DIRECTION: Rewrite the records below, replacing "Definition first" with "Note first" and leaving everything else unchanged.
^^^^^^^^^^^^^^^^
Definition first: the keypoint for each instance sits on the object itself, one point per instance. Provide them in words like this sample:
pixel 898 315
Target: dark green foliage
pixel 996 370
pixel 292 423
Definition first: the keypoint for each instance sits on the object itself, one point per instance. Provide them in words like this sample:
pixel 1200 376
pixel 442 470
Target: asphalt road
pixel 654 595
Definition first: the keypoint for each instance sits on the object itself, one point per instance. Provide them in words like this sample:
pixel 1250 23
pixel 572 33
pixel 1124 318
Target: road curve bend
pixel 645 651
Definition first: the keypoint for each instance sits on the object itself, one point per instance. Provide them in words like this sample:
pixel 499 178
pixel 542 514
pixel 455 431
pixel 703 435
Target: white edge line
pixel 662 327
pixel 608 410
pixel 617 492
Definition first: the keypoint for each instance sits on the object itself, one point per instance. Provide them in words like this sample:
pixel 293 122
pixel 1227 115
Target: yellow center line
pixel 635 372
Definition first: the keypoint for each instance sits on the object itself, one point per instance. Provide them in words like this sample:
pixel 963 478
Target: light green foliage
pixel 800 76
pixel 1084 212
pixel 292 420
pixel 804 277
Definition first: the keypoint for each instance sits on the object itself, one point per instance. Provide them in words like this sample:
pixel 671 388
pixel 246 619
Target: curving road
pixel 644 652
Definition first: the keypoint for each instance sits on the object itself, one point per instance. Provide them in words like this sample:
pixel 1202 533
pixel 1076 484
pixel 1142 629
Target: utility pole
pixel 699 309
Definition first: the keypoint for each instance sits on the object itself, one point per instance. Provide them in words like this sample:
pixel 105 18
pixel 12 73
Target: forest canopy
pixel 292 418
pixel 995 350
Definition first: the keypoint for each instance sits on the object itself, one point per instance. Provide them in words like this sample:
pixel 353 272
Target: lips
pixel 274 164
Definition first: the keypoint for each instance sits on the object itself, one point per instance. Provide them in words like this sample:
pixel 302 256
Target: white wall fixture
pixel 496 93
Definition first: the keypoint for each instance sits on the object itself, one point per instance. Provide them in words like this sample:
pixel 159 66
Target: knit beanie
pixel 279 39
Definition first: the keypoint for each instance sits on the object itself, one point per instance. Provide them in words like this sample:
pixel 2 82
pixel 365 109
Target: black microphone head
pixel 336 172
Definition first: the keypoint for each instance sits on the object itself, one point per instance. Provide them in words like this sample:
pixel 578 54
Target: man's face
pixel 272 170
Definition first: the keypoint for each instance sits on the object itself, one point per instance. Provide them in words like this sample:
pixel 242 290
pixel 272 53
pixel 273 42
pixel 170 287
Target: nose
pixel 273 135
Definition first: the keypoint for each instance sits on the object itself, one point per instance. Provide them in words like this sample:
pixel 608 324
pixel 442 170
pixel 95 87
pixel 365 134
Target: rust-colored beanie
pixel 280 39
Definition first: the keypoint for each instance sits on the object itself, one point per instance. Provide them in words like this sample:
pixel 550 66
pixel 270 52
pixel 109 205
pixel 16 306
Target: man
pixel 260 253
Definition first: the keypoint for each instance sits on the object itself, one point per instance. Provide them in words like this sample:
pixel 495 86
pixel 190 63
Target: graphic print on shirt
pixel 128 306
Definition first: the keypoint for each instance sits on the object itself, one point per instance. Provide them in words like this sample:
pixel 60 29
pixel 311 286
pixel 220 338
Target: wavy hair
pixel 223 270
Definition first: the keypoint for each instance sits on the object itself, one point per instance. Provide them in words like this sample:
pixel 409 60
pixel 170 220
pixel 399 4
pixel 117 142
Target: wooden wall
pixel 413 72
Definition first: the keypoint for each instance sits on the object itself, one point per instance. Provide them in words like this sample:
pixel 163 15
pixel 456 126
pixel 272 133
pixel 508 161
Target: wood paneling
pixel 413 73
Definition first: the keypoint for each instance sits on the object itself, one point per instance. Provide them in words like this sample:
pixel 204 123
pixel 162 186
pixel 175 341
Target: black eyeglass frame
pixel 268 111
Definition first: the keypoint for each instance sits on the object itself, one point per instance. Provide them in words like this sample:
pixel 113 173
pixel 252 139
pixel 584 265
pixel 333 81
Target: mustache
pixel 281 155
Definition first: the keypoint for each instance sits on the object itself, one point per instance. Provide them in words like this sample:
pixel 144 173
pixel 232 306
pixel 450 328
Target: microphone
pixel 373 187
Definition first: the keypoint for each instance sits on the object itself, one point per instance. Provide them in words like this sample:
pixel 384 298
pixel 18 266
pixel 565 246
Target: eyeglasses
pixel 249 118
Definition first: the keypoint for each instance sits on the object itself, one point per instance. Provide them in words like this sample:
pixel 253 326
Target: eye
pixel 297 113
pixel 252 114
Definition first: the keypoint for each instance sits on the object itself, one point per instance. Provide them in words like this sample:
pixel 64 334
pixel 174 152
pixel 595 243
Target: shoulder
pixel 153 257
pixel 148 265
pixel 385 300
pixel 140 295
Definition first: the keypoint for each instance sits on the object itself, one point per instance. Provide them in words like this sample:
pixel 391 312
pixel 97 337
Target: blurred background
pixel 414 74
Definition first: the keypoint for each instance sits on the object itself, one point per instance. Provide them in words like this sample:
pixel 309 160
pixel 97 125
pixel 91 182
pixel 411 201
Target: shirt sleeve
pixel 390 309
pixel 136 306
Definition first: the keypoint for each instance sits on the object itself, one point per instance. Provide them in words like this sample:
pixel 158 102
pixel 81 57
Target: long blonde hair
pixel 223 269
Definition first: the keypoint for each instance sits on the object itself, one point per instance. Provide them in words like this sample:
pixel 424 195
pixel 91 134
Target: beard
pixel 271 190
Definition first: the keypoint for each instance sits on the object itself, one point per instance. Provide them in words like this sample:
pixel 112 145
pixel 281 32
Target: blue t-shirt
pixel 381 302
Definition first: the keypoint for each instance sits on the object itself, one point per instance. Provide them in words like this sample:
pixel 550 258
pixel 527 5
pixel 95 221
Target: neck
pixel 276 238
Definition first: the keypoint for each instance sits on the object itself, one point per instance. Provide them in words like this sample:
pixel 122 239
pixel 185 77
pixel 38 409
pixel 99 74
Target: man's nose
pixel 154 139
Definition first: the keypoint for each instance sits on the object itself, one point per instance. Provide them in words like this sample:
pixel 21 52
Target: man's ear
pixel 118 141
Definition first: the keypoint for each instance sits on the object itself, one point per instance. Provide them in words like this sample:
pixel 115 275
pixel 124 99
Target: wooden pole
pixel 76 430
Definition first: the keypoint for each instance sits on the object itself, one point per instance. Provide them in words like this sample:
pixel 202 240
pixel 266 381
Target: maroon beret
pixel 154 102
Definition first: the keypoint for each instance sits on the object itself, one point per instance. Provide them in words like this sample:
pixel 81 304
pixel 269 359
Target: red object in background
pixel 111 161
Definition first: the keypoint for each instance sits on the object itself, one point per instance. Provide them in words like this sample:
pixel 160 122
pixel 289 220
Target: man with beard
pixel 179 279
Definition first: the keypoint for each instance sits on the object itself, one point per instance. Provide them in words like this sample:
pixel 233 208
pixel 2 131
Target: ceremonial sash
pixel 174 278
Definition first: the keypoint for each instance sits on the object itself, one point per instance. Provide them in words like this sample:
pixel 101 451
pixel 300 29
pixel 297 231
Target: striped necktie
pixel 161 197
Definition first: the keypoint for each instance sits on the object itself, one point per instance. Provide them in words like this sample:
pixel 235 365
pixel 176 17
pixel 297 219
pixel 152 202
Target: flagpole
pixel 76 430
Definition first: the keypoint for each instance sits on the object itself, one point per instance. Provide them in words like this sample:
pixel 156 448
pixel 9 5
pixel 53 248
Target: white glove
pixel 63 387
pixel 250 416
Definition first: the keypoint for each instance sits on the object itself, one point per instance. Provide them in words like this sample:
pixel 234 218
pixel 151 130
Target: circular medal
^^^^^^^^^^^^^^^^
TASK RESPONSE:
Note first: the keypoint for each instance sits on the object itself, one point per instance. Provide them in words like this sample:
pixel 898 315
Target: dark green foliage
pixel 996 370
pixel 292 423
Note first: the keypoint for each instance sits on the object itself, one point per instance. Provide them in words like this sample:
pixel 1200 376
pixel 442 470
Target: asphalt road
pixel 654 595
Note first: the keypoint for each instance sits on the object itself, one point per instance. Provide them in words like this sample:
pixel 1250 23
pixel 572 33
pixel 1124 318
Target: road curve bend
pixel 645 651
Note first: the keypoint for each instance sits on the object itself, one point per instance. Provide them in words like this sample:
pixel 499 178
pixel 542 514
pixel 455 431
pixel 703 435
Target: white edge line
pixel 662 327
pixel 608 410
pixel 617 492
Note first: the keypoint for each instance sits on the object itself, one point per instance. Provide them in words like this sample:
pixel 293 122
pixel 1227 115
Target: yellow center line
pixel 635 372
Note first: the keypoint for each instance sits on the object itself, one point per instance. Provide them in words like this sample:
pixel 963 478
Target: light green foliage
pixel 800 76
pixel 1084 212
pixel 292 420
pixel 804 277
Note first: the keypoint for each instance sits on the object itself, one point per instance. Provide them in words like this sample:
pixel 671 388
pixel 246 619
Target: curving road
pixel 644 652
Note first: the keypoint for each instance sits on the object itself, one point per instance. Provide them in words like this sample:
pixel 1202 533
pixel 1076 484
pixel 1142 629
Target: utility pole
pixel 699 309
Note first: the keypoint for each instance sits on the object itself, one point per instance. Provide them in words like this sample:
pixel 105 18
pixel 12 73
Target: forest canopy
pixel 292 418
pixel 995 350
Note first: the keypoint for each instance sits on the object itself, one point per instance. Provide them in words like this sample:
pixel 353 272
Target: lips
pixel 274 164
Note first: the keypoint for each instance sits on the object itself, one point per instance. Provide them in words like this sample:
pixel 302 256
Target: white wall fixture
pixel 496 93
Note first: the keypoint for each instance sits on the object itself, one point per instance. Provide them in words like this sample:
pixel 159 66
Target: knit beanie
pixel 279 39
Note first: the keypoint for each instance sits on the object itself, one point per instance. Provide them in words like this sample:
pixel 2 82
pixel 365 109
Target: black microphone head
pixel 336 172
Note first: the keypoint for each instance sits on the object itself, one point per instance. Provide them in words like this sample:
pixel 578 54
Target: man's face
pixel 272 170
Note first: the keypoint for each instance sits on the object itself, one point per instance. Provide them in words like this sample:
pixel 242 290
pixel 272 53
pixel 273 42
pixel 170 287
Target: nose
pixel 273 135
Note first: the keypoint for each instance sits on the object itself, one point per instance. Provide them in words like this sample:
pixel 608 324
pixel 442 170
pixel 95 87
pixel 365 134
Target: rust-colored beanie
pixel 280 39
Note first: the keypoint for each instance sits on the object itself, one point per instance. Provide them in words like this sample:
pixel 550 66
pixel 270 52
pixel 109 205
pixel 16 306
Target: man
pixel 260 253
Note first: the keypoint for each instance sits on the object itself, one point per instance. Provide them in words like this sample:
pixel 495 86
pixel 190 63
Target: graphic print on shirt
pixel 128 306
Note first: the keypoint for each instance sits on the object itself, one point per instance. Provide them in words like this sample:
pixel 60 29
pixel 311 286
pixel 220 338
Target: wavy hair
pixel 223 270
Note first: the keypoint for each instance sits on the object itself, one point per instance. Provide them in words like this sample:
pixel 409 60
pixel 170 220
pixel 399 4
pixel 117 142
Target: wooden wall
pixel 413 72
Note first: the keypoint for each instance sits on the object itself, one point per instance. Provide them in words like this sample:
pixel 163 15
pixel 456 126
pixel 272 133
pixel 508 161
Target: wood paneling
pixel 413 73
Note first: the keypoint for each instance sits on the object itself, one point per instance. Provide them in words like this sample:
pixel 204 123
pixel 162 186
pixel 175 341
Target: black eyeglass frame
pixel 268 111
Note first: the keypoint for each instance sits on the object itself, one point per instance. Provide them in words like this sample:
pixel 113 173
pixel 252 139
pixel 584 265
pixel 333 81
Target: mustache
pixel 281 155
Note first: the keypoint for each instance sits on the object itself, one point per instance. Provide them in words like this sample:
pixel 144 173
pixel 232 306
pixel 450 328
Target: microphone
pixel 373 187
Note first: the keypoint for each instance sits on the object itself, one point per instance. Provide them in words like this sample:
pixel 384 298
pixel 18 266
pixel 565 246
Target: eyeglasses
pixel 249 118
Note first: the keypoint for each instance sits on the object itself, one point per instance. Provide them in words like this sample:
pixel 253 326
Target: eye
pixel 297 113
pixel 252 114
Note first: the keypoint for each instance sits on the object itself, one point per instance. Provide them in words like this sample:
pixel 64 334
pixel 174 152
pixel 595 243
Target: shoulder
pixel 153 257
pixel 148 265
pixel 385 300
pixel 140 295
Note first: the keypoint for each instance sits on the object itself, one point per instance. Provide them in words like this sample:
pixel 391 312
pixel 97 337
Target: blurred background
pixel 414 74
Note first: the keypoint for each instance sits on the object itself, one point per instance. Provide them in words like this sample:
pixel 309 160
pixel 97 125
pixel 91 182
pixel 411 201
Target: shirt sleeve
pixel 390 309
pixel 136 306
Note first: the keypoint for each instance sits on the object itself, one point per instance. Provide them in words like this sample:
pixel 158 102
pixel 81 57
Target: long blonde hair
pixel 223 269
Note first: the keypoint for each instance sits on the object itself, one point per instance. Provide them in words like this sample:
pixel 424 195
pixel 91 134
Target: beard
pixel 271 190
Note first: the keypoint for each instance sits on the object itself, one point per instance. Provide them in words like this sample:
pixel 112 145
pixel 281 32
Target: blue t-shirt
pixel 381 302
Note first: the keypoint for each instance sits on the object itself, one point per instance. Provide them in words like this sample:
pixel 550 258
pixel 527 5
pixel 95 221
Target: neck
pixel 276 238
Note first: the keypoint for each instance sits on the object itself, one point per instance. Provide them in words like this sample:
pixel 122 239
pixel 185 77
pixel 38 409
pixel 99 74
Target: man's nose
pixel 154 139
Note first: the keypoint for each instance sits on the object itself, one point per instance. Provide them in words like this sample:
pixel 21 52
Target: man's ear
pixel 118 141
Note first: the keypoint for each instance sits on the object itself, one point per instance. Provide them in words like this sample:
pixel 115 275
pixel 124 99
Target: wooden pole
pixel 76 430
Note first: the keypoint for each instance sits on the object itself, one point per instance. Provide them in words like this sample:
pixel 202 240
pixel 266 381
Target: maroon beret
pixel 154 102
Note first: the keypoint for each instance sits on the object itself, one point per instance. Provide them in words like this sample:
pixel 81 304
pixel 269 359
Target: red object in background
pixel 111 161
Note first: the keypoint for each instance sits on the object itself, one point per instance. Provide them in words like this sample:
pixel 160 122
pixel 289 220
Target: man with beard
pixel 179 279
Note first: the keypoint for each instance sits on the object itself, one point per instance. Provide them in words like this sample:
pixel 233 208
pixel 2 131
Target: ceremonial sash
pixel 174 278
Note first: the keypoint for each instance sits on the object itself, one point per instance. Provide them in words like this sample:
pixel 101 451
pixel 300 29
pixel 297 231
Target: striped necktie
pixel 161 197
Note first: the keypoint for each instance sits on the object itself, one point per instance. Provide them in words like this sample:
pixel 235 365
pixel 176 17
pixel 297 219
pixel 152 202
Target: flagpole
pixel 76 430
Note first: the keypoint for each instance sits on the object itself, one point per instance. Provide them in words like this sample:
pixel 156 448
pixel 9 5
pixel 53 248
Target: white glove
pixel 63 387
pixel 250 416
Note first: the keypoint for each instance sits on the object itself, one point per instance. Provide them in words like this sample:
pixel 234 218
pixel 151 130
Target: circular medal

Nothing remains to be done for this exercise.